_Work instructions_:
Some of the lines below need repeating. Reproduce exactly those between the lines holding "the swan tail" and "of the blurred", inclusive.

_Material provided_:
-- Opening Marker --
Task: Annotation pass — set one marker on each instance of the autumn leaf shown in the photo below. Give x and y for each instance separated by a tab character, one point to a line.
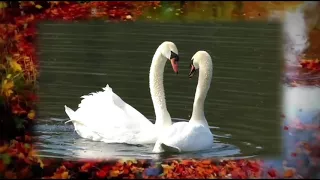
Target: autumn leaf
38	6
272	173
7	86
288	173
10	175
101	174
15	66
3	148
31	115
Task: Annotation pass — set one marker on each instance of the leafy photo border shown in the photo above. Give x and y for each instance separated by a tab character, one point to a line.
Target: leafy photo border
19	69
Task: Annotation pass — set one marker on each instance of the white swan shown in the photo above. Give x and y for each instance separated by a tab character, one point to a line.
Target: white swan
194	135
104	116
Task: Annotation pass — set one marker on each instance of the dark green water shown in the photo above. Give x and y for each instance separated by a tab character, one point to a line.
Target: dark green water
243	104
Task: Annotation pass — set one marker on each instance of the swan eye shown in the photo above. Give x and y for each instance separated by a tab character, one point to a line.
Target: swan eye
174	56
191	64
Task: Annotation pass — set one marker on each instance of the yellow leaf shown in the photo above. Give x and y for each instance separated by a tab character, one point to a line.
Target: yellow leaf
15	66
38	6
31	114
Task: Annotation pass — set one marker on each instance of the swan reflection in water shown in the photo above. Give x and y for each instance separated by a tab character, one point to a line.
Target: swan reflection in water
60	140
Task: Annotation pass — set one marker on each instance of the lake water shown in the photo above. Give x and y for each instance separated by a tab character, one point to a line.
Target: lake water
242	106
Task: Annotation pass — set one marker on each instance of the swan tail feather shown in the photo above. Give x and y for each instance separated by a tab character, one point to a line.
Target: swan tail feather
167	148
69	112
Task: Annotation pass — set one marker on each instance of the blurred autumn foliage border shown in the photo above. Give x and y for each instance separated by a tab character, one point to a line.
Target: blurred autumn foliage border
19	71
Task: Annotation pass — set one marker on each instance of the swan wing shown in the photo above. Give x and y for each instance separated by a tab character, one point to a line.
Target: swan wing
104	116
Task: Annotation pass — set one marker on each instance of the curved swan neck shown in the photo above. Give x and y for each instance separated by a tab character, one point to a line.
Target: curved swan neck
204	81
157	90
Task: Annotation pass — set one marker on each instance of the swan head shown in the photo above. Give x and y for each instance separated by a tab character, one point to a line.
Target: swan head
170	51
196	60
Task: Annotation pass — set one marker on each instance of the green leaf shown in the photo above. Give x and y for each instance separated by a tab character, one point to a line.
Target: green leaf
6	159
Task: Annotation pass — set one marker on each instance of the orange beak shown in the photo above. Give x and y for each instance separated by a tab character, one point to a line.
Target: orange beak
175	65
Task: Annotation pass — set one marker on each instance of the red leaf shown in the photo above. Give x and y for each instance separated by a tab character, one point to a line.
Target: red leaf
272	173
101	174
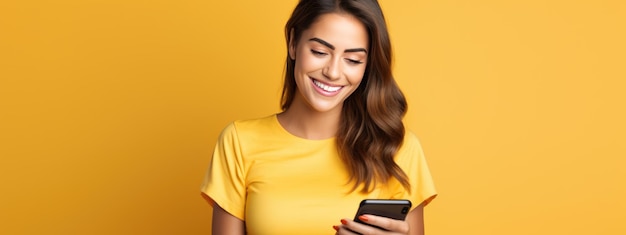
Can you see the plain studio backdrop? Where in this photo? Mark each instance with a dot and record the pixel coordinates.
(109, 110)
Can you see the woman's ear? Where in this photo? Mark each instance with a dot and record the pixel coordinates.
(292, 46)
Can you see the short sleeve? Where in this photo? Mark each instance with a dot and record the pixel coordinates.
(224, 181)
(411, 159)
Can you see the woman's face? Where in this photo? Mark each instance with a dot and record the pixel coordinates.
(330, 60)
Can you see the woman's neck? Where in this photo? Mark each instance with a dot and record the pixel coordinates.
(303, 121)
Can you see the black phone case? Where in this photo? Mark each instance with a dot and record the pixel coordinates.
(390, 208)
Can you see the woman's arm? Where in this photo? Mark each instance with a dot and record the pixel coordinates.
(225, 223)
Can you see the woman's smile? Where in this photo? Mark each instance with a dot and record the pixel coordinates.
(326, 89)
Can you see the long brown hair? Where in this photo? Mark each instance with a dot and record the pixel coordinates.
(371, 129)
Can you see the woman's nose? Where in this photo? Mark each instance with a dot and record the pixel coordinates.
(332, 71)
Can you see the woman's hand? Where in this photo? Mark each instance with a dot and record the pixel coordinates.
(413, 225)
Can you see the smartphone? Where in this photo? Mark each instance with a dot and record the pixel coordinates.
(390, 208)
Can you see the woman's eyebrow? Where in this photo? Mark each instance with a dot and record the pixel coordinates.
(325, 43)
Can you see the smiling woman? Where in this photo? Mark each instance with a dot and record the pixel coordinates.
(339, 139)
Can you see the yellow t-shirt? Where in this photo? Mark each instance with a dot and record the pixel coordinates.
(282, 184)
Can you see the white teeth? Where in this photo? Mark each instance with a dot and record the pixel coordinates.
(325, 87)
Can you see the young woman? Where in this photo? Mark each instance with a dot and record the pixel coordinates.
(339, 139)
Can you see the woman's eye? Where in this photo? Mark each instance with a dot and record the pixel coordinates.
(317, 52)
(354, 61)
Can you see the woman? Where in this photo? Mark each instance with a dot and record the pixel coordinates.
(339, 139)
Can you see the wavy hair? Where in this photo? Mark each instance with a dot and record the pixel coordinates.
(371, 129)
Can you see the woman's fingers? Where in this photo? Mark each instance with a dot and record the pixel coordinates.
(392, 226)
(398, 226)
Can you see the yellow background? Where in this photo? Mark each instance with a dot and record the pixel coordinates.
(109, 109)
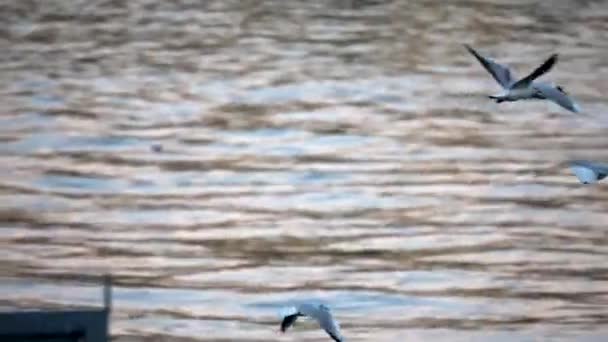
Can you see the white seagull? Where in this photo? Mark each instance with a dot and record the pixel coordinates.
(589, 172)
(321, 314)
(525, 88)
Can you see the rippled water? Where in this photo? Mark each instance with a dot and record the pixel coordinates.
(226, 159)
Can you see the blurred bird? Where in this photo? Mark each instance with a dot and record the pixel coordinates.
(321, 314)
(525, 88)
(589, 172)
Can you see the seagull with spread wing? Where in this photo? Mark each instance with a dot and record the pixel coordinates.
(321, 314)
(588, 172)
(527, 87)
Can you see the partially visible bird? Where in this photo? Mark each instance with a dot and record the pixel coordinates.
(321, 314)
(525, 88)
(588, 172)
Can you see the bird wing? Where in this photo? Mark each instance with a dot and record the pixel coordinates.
(323, 316)
(288, 321)
(501, 73)
(552, 93)
(542, 69)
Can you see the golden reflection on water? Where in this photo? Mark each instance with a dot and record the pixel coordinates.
(226, 159)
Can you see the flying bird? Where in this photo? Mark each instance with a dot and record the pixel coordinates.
(525, 88)
(321, 314)
(588, 172)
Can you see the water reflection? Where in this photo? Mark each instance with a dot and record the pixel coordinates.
(335, 151)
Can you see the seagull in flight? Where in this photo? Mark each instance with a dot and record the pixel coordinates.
(527, 87)
(321, 314)
(588, 172)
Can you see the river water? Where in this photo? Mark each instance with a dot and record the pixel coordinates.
(227, 159)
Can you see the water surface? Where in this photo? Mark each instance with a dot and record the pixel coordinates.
(227, 159)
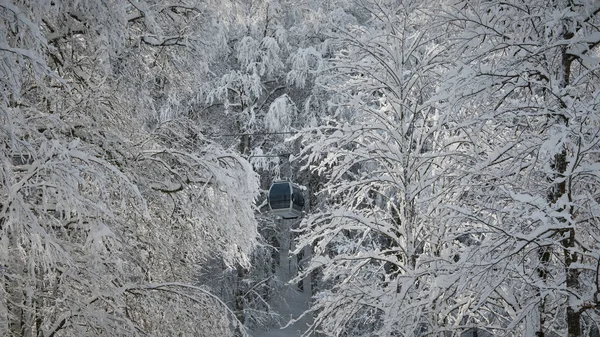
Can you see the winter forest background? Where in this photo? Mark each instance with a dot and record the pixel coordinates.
(449, 152)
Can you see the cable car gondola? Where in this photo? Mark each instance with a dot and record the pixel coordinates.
(286, 200)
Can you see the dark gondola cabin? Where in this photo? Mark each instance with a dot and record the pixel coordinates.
(286, 200)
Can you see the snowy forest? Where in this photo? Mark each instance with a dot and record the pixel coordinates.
(448, 152)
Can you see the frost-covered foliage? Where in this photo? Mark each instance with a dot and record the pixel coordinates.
(381, 240)
(462, 167)
(110, 198)
(524, 92)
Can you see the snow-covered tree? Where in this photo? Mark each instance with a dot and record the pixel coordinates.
(382, 237)
(111, 199)
(524, 91)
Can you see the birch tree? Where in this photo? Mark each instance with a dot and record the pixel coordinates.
(111, 199)
(382, 238)
(525, 96)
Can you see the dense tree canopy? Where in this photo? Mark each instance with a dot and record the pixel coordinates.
(449, 151)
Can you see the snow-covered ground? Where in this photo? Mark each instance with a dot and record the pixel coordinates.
(294, 304)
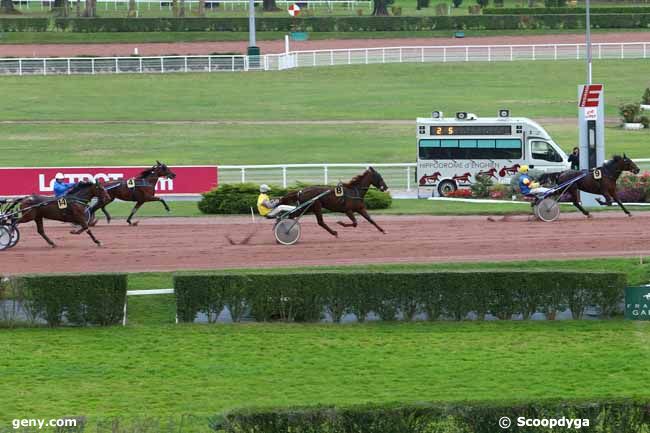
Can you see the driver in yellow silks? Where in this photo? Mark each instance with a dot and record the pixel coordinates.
(270, 208)
(527, 185)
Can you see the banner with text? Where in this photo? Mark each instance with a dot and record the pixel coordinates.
(190, 180)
-- Closing Marker --
_Solution to the exercise_:
Task: Annotation pass — set one marker on each instance of the swan tail feather shown in the photo above. Give x and y for each instance separated by a tab character, one point to a line.
Target: swan tail feather
167	148
69	112
Task: Annotation pass — set one marker on each instance of the blurred autumn foliage border shown in the photo above. Give x and y for each instance separated by a tab character, one point to a line.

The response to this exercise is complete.